## [Exercise materials]
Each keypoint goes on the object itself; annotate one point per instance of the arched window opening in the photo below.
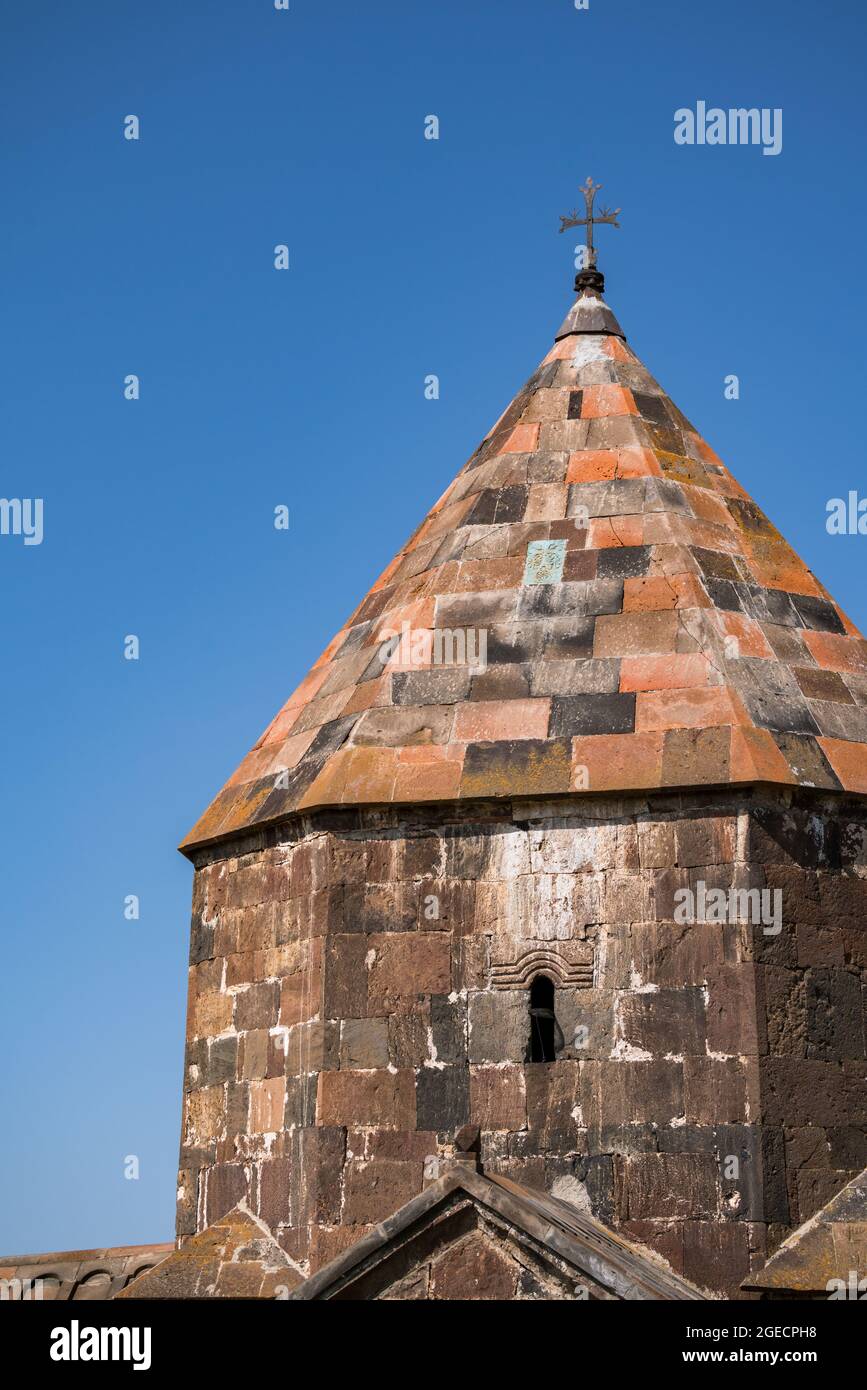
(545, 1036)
==
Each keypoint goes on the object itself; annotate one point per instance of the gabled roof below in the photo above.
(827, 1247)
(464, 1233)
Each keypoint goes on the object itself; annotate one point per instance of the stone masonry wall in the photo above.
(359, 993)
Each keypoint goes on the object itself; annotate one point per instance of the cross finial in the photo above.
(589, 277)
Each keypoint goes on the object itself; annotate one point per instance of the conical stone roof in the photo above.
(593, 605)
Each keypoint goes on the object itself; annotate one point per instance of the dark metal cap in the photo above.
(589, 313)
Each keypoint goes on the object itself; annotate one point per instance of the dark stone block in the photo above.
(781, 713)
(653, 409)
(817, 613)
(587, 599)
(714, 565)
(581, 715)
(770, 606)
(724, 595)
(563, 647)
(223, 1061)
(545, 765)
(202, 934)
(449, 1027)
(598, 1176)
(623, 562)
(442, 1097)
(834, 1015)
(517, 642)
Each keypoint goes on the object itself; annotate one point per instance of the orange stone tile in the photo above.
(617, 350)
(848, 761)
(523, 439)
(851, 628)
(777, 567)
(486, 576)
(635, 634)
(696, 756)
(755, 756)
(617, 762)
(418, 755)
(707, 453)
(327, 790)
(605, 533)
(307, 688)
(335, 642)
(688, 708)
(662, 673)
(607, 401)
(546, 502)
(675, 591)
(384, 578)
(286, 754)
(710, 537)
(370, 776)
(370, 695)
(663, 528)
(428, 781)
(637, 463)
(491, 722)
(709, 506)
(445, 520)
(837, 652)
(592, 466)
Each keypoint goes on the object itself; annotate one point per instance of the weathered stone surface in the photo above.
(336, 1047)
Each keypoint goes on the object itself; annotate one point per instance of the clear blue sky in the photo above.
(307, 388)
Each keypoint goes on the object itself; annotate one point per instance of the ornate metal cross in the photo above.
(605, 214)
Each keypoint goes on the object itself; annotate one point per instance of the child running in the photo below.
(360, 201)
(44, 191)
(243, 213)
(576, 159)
...
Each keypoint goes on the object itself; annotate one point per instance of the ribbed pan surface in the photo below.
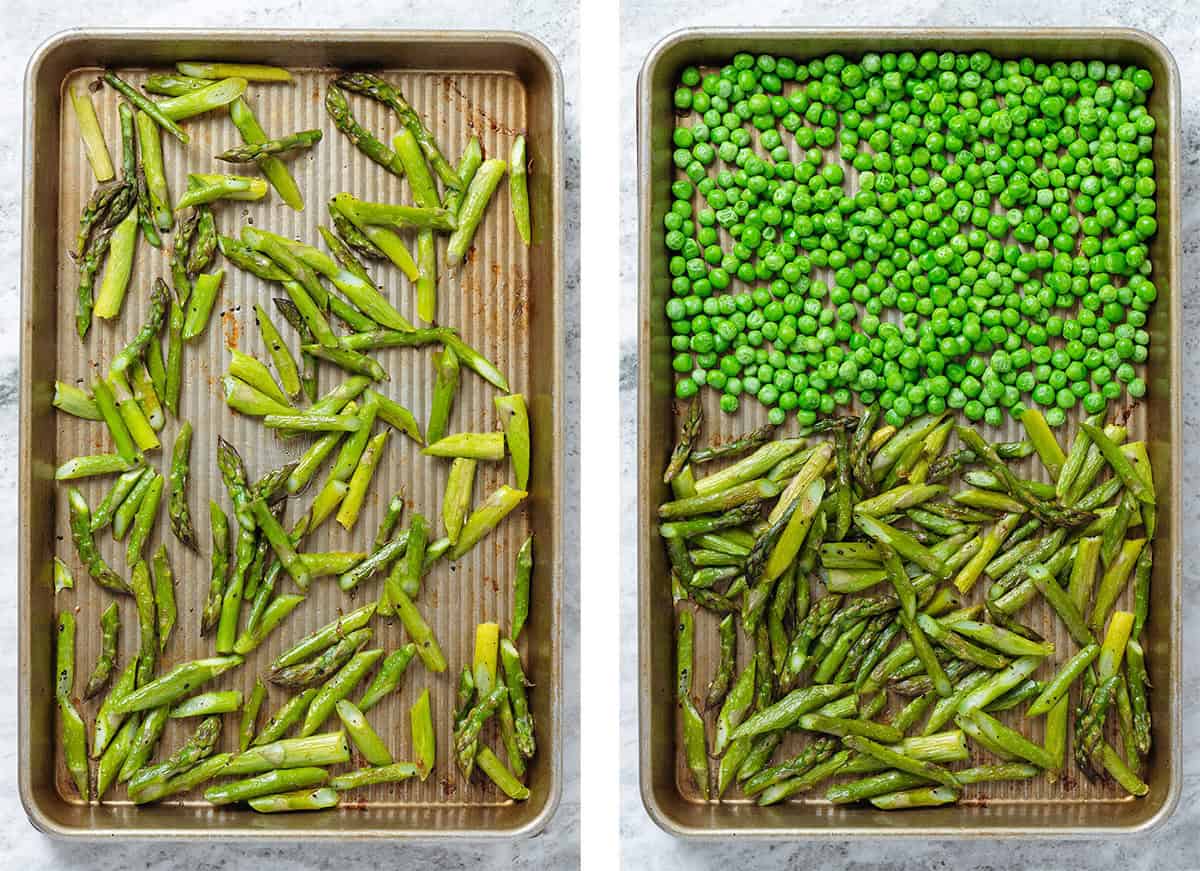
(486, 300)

## [Required work]
Rewrite the lines from the one containing "opening in the photo below." through the one containing "(545, 1036)" as a numbered list, dropping any blank lines and leaving out the picture.

## [Written answer]
1. Each keypoint goes on the object itself; annotate one point per instance of the arched window opening in the photo below.
2. (545, 1036)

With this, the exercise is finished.